→ MATERIALS PROVIDED
▽
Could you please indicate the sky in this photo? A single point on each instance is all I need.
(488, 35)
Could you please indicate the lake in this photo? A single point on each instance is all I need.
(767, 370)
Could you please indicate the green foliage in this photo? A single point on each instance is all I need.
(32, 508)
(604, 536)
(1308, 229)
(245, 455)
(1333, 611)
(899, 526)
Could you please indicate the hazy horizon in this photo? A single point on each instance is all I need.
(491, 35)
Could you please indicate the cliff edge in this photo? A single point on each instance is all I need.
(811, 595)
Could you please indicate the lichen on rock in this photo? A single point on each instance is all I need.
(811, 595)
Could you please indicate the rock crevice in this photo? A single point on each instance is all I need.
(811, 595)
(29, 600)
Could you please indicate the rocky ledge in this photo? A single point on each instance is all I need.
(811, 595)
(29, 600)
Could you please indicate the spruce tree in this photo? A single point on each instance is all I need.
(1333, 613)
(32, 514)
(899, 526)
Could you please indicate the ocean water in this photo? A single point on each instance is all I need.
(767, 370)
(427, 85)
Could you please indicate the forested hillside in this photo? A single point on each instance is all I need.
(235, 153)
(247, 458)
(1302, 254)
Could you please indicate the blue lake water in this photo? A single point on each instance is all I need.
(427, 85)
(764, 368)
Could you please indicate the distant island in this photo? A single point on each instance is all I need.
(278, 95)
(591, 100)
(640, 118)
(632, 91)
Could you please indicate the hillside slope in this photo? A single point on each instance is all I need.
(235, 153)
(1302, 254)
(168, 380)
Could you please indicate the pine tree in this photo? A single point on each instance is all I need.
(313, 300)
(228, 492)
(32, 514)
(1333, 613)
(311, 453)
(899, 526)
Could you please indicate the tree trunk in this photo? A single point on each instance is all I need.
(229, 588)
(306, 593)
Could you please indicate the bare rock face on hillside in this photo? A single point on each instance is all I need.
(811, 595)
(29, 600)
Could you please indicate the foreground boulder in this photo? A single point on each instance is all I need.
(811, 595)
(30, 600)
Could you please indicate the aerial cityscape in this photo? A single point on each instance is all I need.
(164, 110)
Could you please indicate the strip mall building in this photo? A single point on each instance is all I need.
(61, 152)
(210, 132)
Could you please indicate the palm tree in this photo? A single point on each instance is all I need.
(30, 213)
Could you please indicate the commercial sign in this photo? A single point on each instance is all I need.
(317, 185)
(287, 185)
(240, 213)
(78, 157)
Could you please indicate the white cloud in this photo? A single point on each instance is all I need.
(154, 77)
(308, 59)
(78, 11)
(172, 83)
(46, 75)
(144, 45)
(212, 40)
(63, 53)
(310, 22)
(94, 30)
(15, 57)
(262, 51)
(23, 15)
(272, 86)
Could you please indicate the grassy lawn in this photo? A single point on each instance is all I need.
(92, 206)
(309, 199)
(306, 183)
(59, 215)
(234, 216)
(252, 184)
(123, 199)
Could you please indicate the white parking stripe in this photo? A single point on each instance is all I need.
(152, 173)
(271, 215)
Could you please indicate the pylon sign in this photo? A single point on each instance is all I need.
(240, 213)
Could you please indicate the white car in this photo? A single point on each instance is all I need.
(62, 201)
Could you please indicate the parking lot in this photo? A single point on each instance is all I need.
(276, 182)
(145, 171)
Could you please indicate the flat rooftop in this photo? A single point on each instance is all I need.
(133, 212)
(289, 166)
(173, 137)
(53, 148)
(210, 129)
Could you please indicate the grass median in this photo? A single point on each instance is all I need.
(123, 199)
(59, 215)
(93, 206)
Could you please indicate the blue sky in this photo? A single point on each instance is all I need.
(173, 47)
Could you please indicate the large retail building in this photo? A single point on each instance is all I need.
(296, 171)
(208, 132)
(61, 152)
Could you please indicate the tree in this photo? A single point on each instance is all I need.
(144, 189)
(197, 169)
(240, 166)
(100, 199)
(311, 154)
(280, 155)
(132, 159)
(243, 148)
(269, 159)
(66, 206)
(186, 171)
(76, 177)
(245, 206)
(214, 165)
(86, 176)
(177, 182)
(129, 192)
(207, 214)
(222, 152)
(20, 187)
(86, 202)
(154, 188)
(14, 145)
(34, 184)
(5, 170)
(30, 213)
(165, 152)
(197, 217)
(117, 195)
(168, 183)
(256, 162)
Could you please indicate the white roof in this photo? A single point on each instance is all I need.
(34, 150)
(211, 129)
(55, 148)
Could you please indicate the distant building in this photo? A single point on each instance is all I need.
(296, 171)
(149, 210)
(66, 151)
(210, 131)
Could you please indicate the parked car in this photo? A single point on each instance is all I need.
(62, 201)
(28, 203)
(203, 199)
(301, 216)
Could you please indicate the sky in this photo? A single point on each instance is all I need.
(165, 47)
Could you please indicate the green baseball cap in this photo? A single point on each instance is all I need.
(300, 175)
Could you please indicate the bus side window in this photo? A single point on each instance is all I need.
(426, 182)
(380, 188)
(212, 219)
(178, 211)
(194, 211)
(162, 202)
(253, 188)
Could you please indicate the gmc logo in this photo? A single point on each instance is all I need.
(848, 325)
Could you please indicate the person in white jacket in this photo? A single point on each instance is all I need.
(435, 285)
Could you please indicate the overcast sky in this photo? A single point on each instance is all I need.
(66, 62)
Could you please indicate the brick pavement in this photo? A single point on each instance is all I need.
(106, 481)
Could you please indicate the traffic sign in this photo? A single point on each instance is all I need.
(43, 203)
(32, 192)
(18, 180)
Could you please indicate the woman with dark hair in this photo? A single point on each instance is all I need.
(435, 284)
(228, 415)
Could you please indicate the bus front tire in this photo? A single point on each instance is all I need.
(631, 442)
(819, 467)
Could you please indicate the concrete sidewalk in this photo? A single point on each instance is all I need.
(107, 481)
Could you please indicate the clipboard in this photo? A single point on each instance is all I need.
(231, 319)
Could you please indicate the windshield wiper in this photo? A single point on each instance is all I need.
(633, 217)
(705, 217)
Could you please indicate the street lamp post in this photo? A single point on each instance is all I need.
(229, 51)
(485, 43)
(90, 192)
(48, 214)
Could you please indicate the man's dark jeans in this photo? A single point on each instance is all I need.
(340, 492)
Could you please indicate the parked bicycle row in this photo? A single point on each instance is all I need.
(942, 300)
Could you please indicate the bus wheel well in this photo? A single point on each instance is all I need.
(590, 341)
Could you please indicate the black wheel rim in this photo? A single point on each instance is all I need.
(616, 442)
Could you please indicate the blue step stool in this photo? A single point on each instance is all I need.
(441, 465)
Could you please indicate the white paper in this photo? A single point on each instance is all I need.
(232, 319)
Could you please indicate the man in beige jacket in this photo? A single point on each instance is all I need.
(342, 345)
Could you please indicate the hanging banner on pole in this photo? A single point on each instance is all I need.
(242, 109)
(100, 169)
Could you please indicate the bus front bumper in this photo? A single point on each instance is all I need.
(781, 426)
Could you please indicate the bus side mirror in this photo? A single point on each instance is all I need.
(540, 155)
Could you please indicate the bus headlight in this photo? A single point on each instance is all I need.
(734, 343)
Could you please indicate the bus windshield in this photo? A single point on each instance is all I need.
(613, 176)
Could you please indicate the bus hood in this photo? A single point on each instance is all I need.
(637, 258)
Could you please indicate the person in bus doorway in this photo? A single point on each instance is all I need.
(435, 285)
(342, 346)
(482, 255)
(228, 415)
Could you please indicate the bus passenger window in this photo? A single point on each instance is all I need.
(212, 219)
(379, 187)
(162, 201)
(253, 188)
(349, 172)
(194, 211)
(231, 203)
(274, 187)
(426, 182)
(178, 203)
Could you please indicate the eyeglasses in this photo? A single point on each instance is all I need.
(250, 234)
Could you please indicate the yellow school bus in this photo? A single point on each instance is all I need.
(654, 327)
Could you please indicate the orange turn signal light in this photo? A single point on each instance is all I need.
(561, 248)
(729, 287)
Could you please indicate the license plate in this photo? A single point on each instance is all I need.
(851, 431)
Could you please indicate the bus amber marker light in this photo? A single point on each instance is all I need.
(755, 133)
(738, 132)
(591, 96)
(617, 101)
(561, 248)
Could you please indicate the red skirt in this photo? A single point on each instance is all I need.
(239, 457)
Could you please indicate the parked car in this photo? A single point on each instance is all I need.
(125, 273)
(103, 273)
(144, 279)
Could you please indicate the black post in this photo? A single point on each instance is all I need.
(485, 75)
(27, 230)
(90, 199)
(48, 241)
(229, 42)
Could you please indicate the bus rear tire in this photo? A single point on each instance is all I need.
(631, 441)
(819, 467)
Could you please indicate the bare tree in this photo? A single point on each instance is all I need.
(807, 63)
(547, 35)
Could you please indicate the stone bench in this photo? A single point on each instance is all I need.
△
→ ABOUT THIS TASK
Write out word for word every line from the one containing "Could you please indicate the bus rear" through the last line of the data, and no other line.

→ RESULT BELOW
Could you please indicate the bus rear tire in this photo? A single point on each instance is all I need.
(631, 441)
(819, 467)
Could you please indicate the bare tree in this photo? A single point on each instance is all I need.
(807, 63)
(547, 35)
Could you please indicate the stone bench in this photo? A single point on each instance is all I need.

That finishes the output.